Party-list and district campaigns in Maguindanao and Lanao del Sur are buying Facebook reach and TikTok influencers while first-time voters can't tell a paid post from a barangay endorsement.

Carmen Villanueva profile image
by Carmen Villanueva

Two months before BARMM votes on September 14, the ad money moved to the phone. Campaigns in Maguindanao and Lanao del Sur are boosting Facebook posts and cutting deals with TikTok creators, and the reach lands in the same feed where a first-time voter watches a cousin get married and a barangay captain endorse a slate.

The Bangsamoro Electoral Code wrote spending caps into law. What it did not build was a body with the staff and the mandate to check whether a candidate actually spent within them, so the ceiling reads like a suggestion and the campaigns treat it that way.

The paid post wears a friend's face

A boosted post carries the platform's tiny "Sponsored" tag, which most feeds bury and most first-time voters scroll past without registering. A TikTok creator who takes a fee to praise a candidate rarely flags the arrangement, so the pitch arrives dressed as a personal opinion from someone the viewer already follows.

That blur is the point. When a district hopeful pays a local page to run videos through the week, the spend never shows up as a campaign ad because the invoice sits between a private page and a private candidate, off any ledger a regulator could subpoena.

Election watchdogs have flagged this pattern across the country for years, and BARMM inherits it with fewer guardrails. The region is running its first parliamentary vote under a code still being tested in real time, and the enforcement muscle is thinner than the ambition on paper.

Who benefits when the cap can't be checked

The math favors incumbents and the well-funded. A candidate who can pay for daily boosts and retain a roster of creators drowns out anyone running on a volunteer page, and the spending cap that was supposed to level the field protects no one it can't enforce against.

Comelec sets national rules on election-related content, but a Bangsamoro-specific vote sits at an awkward seam between the national body and a regional code whose institutions are new. Advocacy groups pushing for cleaner campaigns have asked for clear ad transparency and takedown channels, and so far the answer is that the platforms self-police and the voter fends for herself.

The platforms carry their own share here. Meta and TikTok run political ad libraries elsewhere that let anyone see who paid for what, yet coverage and disclosure stay patchy across the southern Philippines, and a boosted post in Marawi or Datu Odin Sinsuan gets far less scrutiny than one in Manila.

What a first-time voter actually sees

Strip away the framing and the problem is small and concrete. A 20-year-old in Lanao del Sur voting for the first parliament of her life opens TikTok, watches a creator she trusts hype a candidate, and has no reliable way to know money changed hands.

The code promised her a race with limits. September 14 arrives with the limits written down, the boosts running daily, and no office holding the receipt.
────────────────
> _WHAT YOU WILL DO_:
A – Summarize the article on social media campaign ads in BARMM in two sentences.
B – Condense the paragraph of the article beginning "The platforms carry their own share here" into one sentence that keeps its main facts.

> _SUPPLIED INFORMATION_:
────────────────
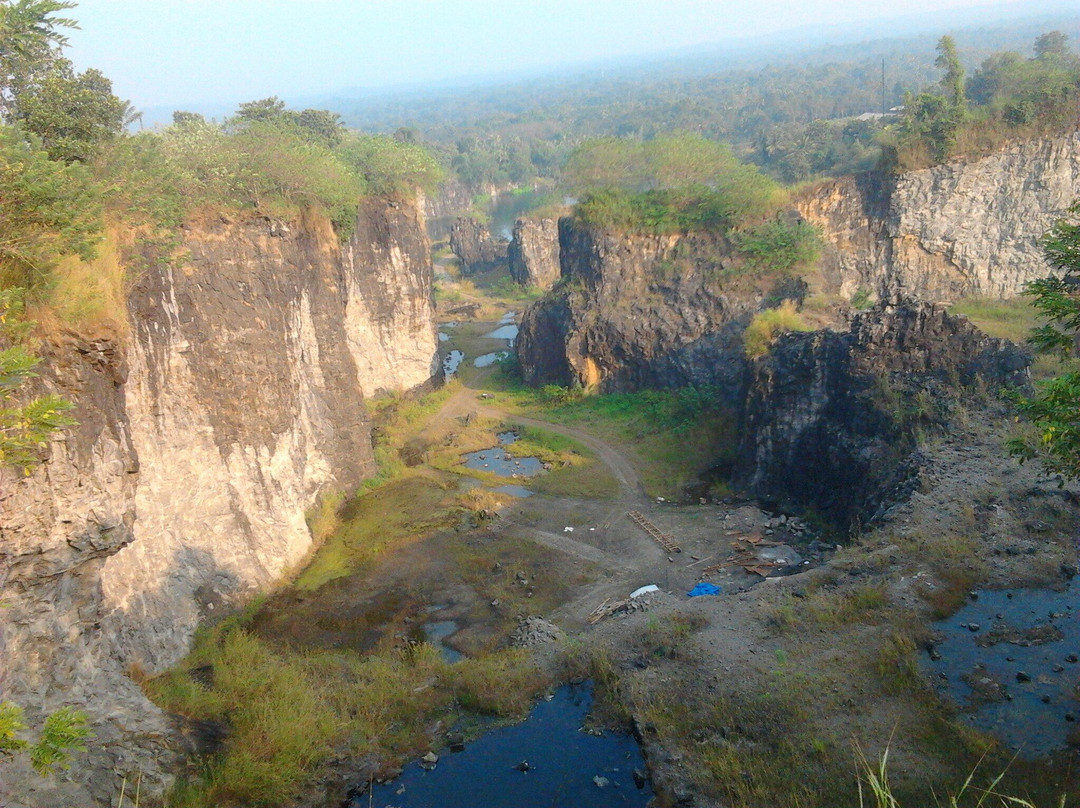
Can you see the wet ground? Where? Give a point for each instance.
(545, 761)
(1011, 659)
(500, 462)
────────────────
> _PER-TASK ANSWERS_:
A – Two months before the September 14 BARMM vote, campaigns in Maguindanao and Lanao del Sur are boosting Facebook posts and paying TikTok creators, and first-time voters can't tell a paid post from a barangay endorsement. The Bangsamoro Electoral Code sets spending caps but built no body with the staff and mandate to check them, which favors incumbents and the well-funded while the platforms self-police and voters fend for themselves.

B – Meta and TikTok run political ad libraries elsewhere that show who paid for what, but their coverage and disclosure stay patchy across the southern Philippines, so a boosted post in Marawi or Datu Odin Sinsuan gets far less scrutiny than one in Manila.